#### [Available data]
-=-=-

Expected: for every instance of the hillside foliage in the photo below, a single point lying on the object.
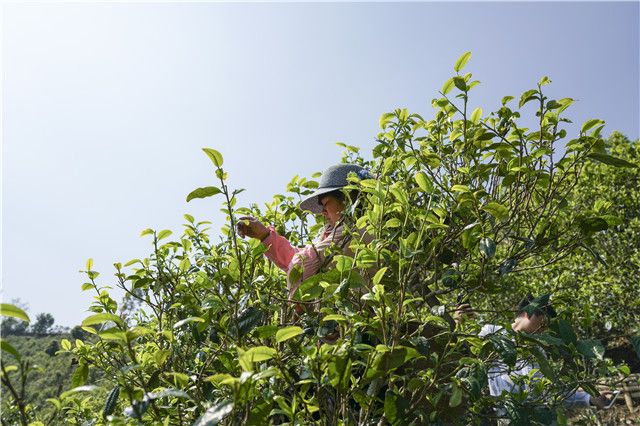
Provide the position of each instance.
(463, 206)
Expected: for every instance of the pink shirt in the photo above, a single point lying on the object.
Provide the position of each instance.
(310, 257)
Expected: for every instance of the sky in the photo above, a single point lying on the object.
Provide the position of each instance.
(106, 106)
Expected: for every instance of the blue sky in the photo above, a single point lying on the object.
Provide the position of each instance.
(105, 106)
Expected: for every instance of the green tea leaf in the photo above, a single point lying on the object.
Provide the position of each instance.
(462, 61)
(215, 414)
(487, 247)
(8, 310)
(456, 396)
(102, 318)
(204, 192)
(287, 333)
(378, 276)
(259, 353)
(187, 321)
(164, 234)
(590, 124)
(591, 348)
(423, 181)
(447, 86)
(214, 155)
(85, 388)
(610, 160)
(476, 115)
(497, 210)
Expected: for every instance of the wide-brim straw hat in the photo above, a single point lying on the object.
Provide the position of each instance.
(335, 177)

-=-=-

#### [Task brief]
In the copy, include every line of the records exactly and none of the images.

#### [Reply to the task]
Expected: for every instance of the hillside foliage in the photo below, a single point lying on the object.
Provide the position of each instance.
(463, 206)
Expected: for every instance of the pink shirt in the photo above, a single point lying on the object.
Provide the position of each instance.
(310, 257)
Expected: for every instance of the sky in the photo above, a single point lying on the object.
Provide the position of each instance.
(106, 106)
Expected: for every instance of the blue sky in the photo above, a single point lying on the object.
Provide the position of each instance.
(105, 106)
Expected: for every instance of the green tea leaf in the photo above, a single point lying on the object.
Provide the position of each instance.
(462, 61)
(215, 414)
(487, 247)
(8, 310)
(456, 396)
(102, 318)
(204, 192)
(287, 333)
(378, 276)
(259, 353)
(187, 321)
(164, 234)
(590, 124)
(591, 348)
(423, 181)
(447, 86)
(214, 155)
(85, 388)
(610, 160)
(476, 115)
(497, 210)
Expected: for every instance of the wide-brim straw hat in the photo above, a single point lying on the object.
Provide the position of each instance.
(335, 177)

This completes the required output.